Extrait:
.....
L’histoire du commerce équitable est très intéressante car à chaque fois c’est un acte politique fort dans plusieurs sens du terme. D’un point de vue des producteurs, il faut que ces derniers se mobilisent autour d’une cause commune et se réorganisent. En effet, plusieurs cas au Mexique, en Afrique, montrent que le commerce équitable est un outil pour lier solidairement des communautés. D’un point de vue du consommateur, cela signifie que l’on souhaite s’assurer de l’éthique du produit. Là aussi cela peut être considéré comme un acte politique.

 

Au niveau de la promotion du commerce équitable. Je dirais que c’est bien de promouvoir ce commerce, tout simplement parce que cela fait du bien à une part de la population mondiale qui est pauvre et qui a besoin de vivre. Cependant, il faut faire attention à quel type de commerce équitable on peut faire confiance. Est-ce que les produits « équitables » vendus dans un Carrefour ont la même éthique que ceux vendus dans une boutique ADM ? Je ne pense pas.
.....
Données fournies:
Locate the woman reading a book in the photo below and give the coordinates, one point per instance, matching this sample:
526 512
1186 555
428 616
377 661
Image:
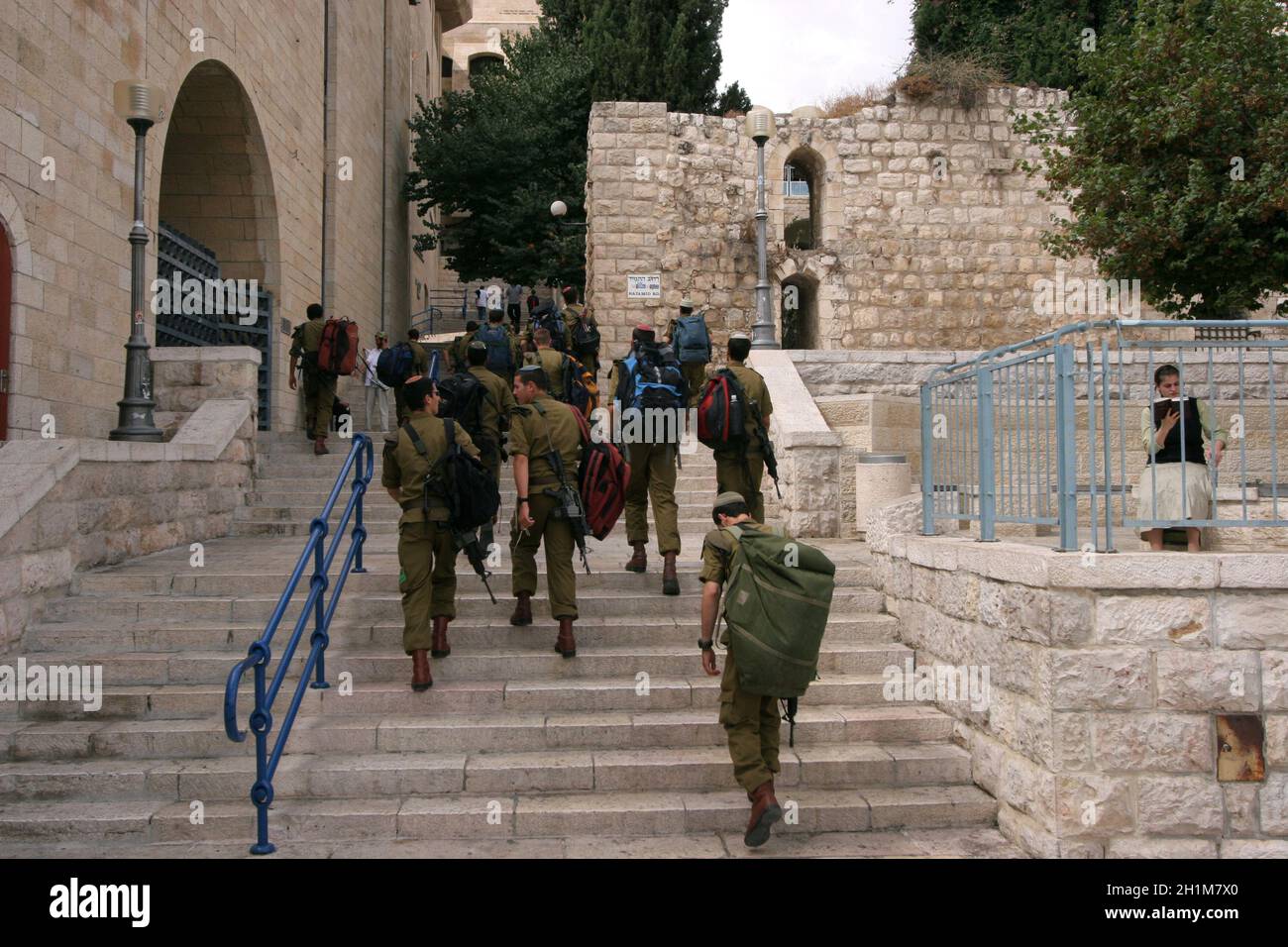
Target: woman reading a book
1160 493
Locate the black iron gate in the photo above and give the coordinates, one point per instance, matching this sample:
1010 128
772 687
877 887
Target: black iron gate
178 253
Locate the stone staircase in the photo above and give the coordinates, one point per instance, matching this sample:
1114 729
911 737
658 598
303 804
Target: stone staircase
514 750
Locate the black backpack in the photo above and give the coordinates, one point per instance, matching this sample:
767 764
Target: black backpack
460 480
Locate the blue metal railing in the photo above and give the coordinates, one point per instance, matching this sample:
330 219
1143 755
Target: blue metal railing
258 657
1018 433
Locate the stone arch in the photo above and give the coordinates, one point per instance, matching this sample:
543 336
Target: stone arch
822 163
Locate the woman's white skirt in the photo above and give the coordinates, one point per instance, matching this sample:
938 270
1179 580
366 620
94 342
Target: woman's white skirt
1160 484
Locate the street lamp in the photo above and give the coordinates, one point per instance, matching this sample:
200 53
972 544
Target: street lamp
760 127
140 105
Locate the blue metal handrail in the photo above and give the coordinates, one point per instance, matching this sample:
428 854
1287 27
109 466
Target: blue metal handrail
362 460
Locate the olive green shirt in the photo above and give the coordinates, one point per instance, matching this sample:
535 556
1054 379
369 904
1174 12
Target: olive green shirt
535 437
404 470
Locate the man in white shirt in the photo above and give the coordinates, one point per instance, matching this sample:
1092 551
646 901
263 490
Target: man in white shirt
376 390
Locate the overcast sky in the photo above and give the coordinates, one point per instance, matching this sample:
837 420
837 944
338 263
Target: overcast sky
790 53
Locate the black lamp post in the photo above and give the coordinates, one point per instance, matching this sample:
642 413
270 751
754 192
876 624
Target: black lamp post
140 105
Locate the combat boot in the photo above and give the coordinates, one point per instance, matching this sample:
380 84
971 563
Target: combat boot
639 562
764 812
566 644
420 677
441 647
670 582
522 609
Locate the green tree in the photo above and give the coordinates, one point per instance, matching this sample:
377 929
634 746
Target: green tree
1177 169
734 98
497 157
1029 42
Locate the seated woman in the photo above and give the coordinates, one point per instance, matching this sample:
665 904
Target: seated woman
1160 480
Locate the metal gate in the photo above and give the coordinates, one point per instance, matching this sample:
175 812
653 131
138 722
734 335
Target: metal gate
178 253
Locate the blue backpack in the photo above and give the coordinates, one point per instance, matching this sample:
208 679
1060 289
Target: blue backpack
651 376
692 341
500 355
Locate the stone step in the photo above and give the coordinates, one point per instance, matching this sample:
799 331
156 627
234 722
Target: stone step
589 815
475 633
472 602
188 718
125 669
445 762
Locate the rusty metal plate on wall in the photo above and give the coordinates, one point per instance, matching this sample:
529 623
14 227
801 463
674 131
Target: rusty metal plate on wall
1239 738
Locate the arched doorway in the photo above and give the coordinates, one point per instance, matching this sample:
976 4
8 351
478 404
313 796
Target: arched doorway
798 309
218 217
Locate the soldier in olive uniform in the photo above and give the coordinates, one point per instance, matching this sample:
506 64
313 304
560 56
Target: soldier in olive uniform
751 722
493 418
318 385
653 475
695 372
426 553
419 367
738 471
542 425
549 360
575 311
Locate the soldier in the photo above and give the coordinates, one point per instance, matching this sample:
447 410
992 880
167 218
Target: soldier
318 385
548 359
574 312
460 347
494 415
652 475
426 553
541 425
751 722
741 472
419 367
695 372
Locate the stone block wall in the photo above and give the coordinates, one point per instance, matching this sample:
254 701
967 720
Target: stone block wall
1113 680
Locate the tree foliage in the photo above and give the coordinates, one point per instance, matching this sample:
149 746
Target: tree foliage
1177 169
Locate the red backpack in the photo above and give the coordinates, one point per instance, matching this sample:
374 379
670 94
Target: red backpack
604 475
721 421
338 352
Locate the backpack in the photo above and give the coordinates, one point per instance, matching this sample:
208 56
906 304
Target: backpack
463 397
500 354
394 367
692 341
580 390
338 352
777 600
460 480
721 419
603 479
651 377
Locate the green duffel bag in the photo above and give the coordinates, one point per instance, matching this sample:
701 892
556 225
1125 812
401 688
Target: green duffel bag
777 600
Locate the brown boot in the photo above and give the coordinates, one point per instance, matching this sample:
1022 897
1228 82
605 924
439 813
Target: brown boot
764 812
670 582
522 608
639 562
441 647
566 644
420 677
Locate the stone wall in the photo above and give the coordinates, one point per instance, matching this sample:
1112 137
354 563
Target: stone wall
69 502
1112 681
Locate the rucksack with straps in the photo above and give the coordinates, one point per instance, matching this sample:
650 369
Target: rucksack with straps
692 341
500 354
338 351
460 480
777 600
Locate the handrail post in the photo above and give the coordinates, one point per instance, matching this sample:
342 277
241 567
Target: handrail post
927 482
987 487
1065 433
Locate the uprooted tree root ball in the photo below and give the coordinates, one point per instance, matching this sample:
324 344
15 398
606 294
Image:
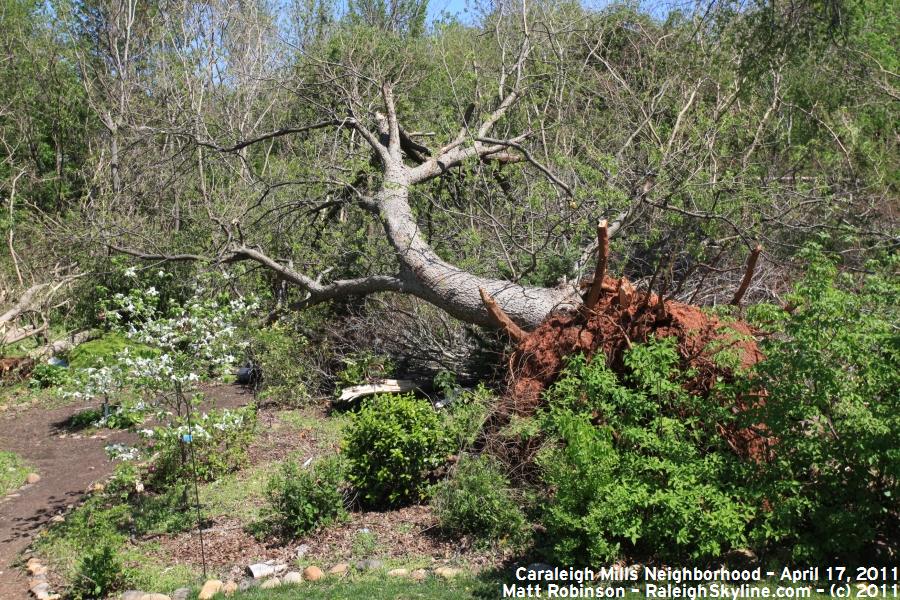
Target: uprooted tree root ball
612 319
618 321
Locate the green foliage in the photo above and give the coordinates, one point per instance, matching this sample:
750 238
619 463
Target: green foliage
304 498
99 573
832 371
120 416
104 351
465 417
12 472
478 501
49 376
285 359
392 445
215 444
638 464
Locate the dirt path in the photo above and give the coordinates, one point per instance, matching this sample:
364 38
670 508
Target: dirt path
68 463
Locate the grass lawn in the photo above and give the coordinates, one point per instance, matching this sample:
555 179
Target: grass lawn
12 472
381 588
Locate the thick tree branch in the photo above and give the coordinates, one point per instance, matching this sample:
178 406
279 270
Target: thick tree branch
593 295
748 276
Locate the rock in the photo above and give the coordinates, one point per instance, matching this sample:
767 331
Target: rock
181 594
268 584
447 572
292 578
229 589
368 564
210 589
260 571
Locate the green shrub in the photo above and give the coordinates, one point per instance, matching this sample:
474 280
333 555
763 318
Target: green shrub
.....
Exercices à traiter:
a. Récrivez sous forme de liste à puces le paragraphe de l’extrait sur le commerce équitable qui commence par « L’histoire du commerce équitable est très intéressante », en gardant ses faits principaux.
b. Donnez la suite de l’extrait sur le commerce équitable, en partant de sa dernière phrase.

Les réponses:
a.
- Le commerce équitable est chaque fois un acte politique fort, dans plusieurs sens du terme.
- Pour les producteurs, il suppose de se mobiliser autour d’une cause commune et de se réorganiser. Plusieurs cas au Mexique et en Afrique montrent qu’il sert d’outil pour lier solidairement des communautés.
- Pour le consommateur, il traduit la volonté de s’assurer de l’éthique du produit, ce qui peut aussi être considéré comme un acte politique.

b.
 

AH : Est-ce que tu trouves que les autres commerces sont inéquitables ?

 

LG: Certains commerces sont plus équitables que d’autres, c’est une évidence. Le sens du commerce équitable est de payer au prix que l’on pense juste le travail d’un producteur.

 

Ce qui m’énerve, c’est que souvent on parle du commerce équitable comme quelque chose de cher. Oui c’est vrai, c’est cher. Mais quel est le prix social des produits non équitables ? Je pense qu’il est encore plus élevé, mais c’est un prix que l’on paye collectivement. Dans le documentaire ARTE La Face cachée du Chocolat, les pratiques de la filière du cacao sont explicitement présentées. Certes, depuis le début des années 2000, notamment avec le protocole Harkn-Engel, des progrès ont été faits. Mais le travail des enfants en Côte d’Ivoire, dans les plantations de cacao par exemple, persiste.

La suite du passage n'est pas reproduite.